● **Exercise description**:
This exercise calls for the whole listing to be given again exactly, without images.

------------

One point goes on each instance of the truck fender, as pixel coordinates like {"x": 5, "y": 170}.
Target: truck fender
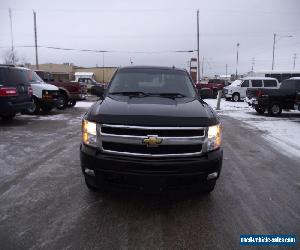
{"x": 64, "y": 91}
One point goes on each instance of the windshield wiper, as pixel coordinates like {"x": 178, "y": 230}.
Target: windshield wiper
{"x": 130, "y": 93}
{"x": 170, "y": 95}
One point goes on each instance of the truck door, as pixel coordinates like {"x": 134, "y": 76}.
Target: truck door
{"x": 244, "y": 86}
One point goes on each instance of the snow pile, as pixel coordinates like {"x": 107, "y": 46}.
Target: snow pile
{"x": 282, "y": 132}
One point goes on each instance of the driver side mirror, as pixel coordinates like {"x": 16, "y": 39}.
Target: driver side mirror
{"x": 97, "y": 91}
{"x": 205, "y": 93}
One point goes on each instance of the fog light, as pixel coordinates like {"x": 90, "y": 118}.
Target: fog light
{"x": 213, "y": 175}
{"x": 89, "y": 172}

------------

● **Answer to the exercise**:
One point goes on each instance of the truck fender, as pixel coordinates like {"x": 5, "y": 170}.
Target: truck fender
{"x": 64, "y": 91}
One point goes on each instance of the windshield wiper, as pixel coordinates like {"x": 178, "y": 230}.
Target: windshield wiper
{"x": 130, "y": 93}
{"x": 170, "y": 95}
One point goes on each instance of the truck door, as pixel coordinates like {"x": 134, "y": 76}.
Target: truck door
{"x": 244, "y": 86}
One point goes on each instance of the snow pile, as pixel coordinates like {"x": 107, "y": 46}.
Target: snow pile
{"x": 282, "y": 132}
One point goes on each instance of the driver side mirror, as pixel coordinates like {"x": 16, "y": 39}.
Target: driver side mirror
{"x": 97, "y": 91}
{"x": 205, "y": 93}
One point goes on each instance of the fog light, as pixel coordinates like {"x": 90, "y": 118}.
Target: fog light
{"x": 213, "y": 175}
{"x": 89, "y": 172}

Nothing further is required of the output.